- _WHAT IS EXPECTED_: Continue the blog post below about Gracie's approaching gotcha day, picking up right after its last sentence.

- _TEXT PROVIDED_:
+++

February 16, 2009

procrastination

hello readers!

Im actually really excited that people read my blog. Often i feel like when i blog im talking to dead air. Now that i know people actually check in with me makes me feel good. Well happy (almost) gotcha day to our china girls! I cant believe its been a whole stinkin year! Where does the time go. I looked at gracie today and said "Grace if you only knew..." Not only did our lives completely change last year but so did hers. That girl has experienced more in her (almost) 2 years of living then i probably ever will. She was born, abandoned, found, placed in an institution with strangers (and some cutie baby friends) for 10 months, taken out of that environment, given to crazy loud strangers, then taken to america to meet more crazy loud strangers that slowly became family. I just stop and think (and i encourage you to do the same) and close my eyes and try to place myself in her shoes. Who did she see, what did she get abandoned in..what were some of the sights, sounds and smells she came to know when she was alone? I just close my eyes and put myself in her place, on her back looking up towards the sky, or ceiling..what did she hear? Was she just waiting for us..I honestly believe in my heart she knew we were coming for her, and thats why she survived as long as she did. We all know gracie is a strong willed baby girl she is a fighter to have made it out alive in that orphanage because she knew when we'd get her we would love her and fatten up her skinny little legs to match all of our not so skinny italian ones. Okay enough sentiment.

+++

Image-grounded pointing data
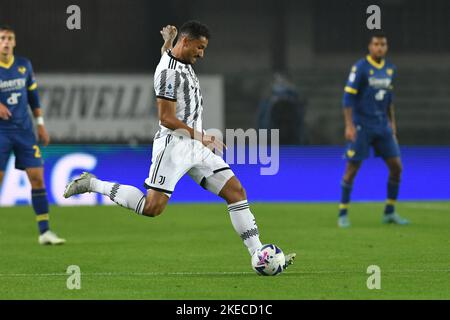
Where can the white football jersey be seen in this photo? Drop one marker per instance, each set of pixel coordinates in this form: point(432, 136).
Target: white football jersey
point(176, 81)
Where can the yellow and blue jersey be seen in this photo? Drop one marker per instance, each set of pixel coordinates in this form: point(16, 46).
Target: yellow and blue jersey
point(18, 90)
point(369, 91)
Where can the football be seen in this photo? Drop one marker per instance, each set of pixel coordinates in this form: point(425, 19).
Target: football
point(268, 260)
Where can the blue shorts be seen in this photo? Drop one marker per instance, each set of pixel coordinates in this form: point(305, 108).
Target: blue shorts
point(382, 140)
point(24, 145)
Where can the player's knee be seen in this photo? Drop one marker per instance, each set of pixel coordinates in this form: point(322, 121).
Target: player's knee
point(153, 209)
point(238, 193)
point(396, 171)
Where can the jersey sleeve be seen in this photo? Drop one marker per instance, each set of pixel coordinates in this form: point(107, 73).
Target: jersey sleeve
point(352, 86)
point(391, 87)
point(166, 84)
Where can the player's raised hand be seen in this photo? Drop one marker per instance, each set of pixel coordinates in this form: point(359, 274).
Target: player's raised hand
point(43, 135)
point(350, 132)
point(169, 33)
point(5, 114)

+++

- _WRITTEN RESPONSE_:
To touch a little more on my last post, God has just been revealing to me daily what grace means. I was doing a homework assignment for Biblical Theology tonight and the whole chapter was about Genesis. How grace was used for the first time in the story of Noah. The author of this book says " It will become clearer the Gods grace is the cause of sinful people becoming righteous. Grace then is an attitude of God for the good of those who do not deserve good. This book is blowing my mind, well just this chapter i guess. The author put the story of adam in eve in such a way that was never taught to me before. Adam and Eve ate the fruit because they wanted to know the difference between good and evil right? Well the author says that Adam and Eve could have learned the difference between good and evil by rejecting evil and remaining good and pure, but instead they rejected the good and became evil. Isnt that mind blowing? That through all of our muck and evil 'humanness' God remains faithful with his love? I wonder what God is trying to teach me because hes been revealing all these different messages of Grace to me the past couple days.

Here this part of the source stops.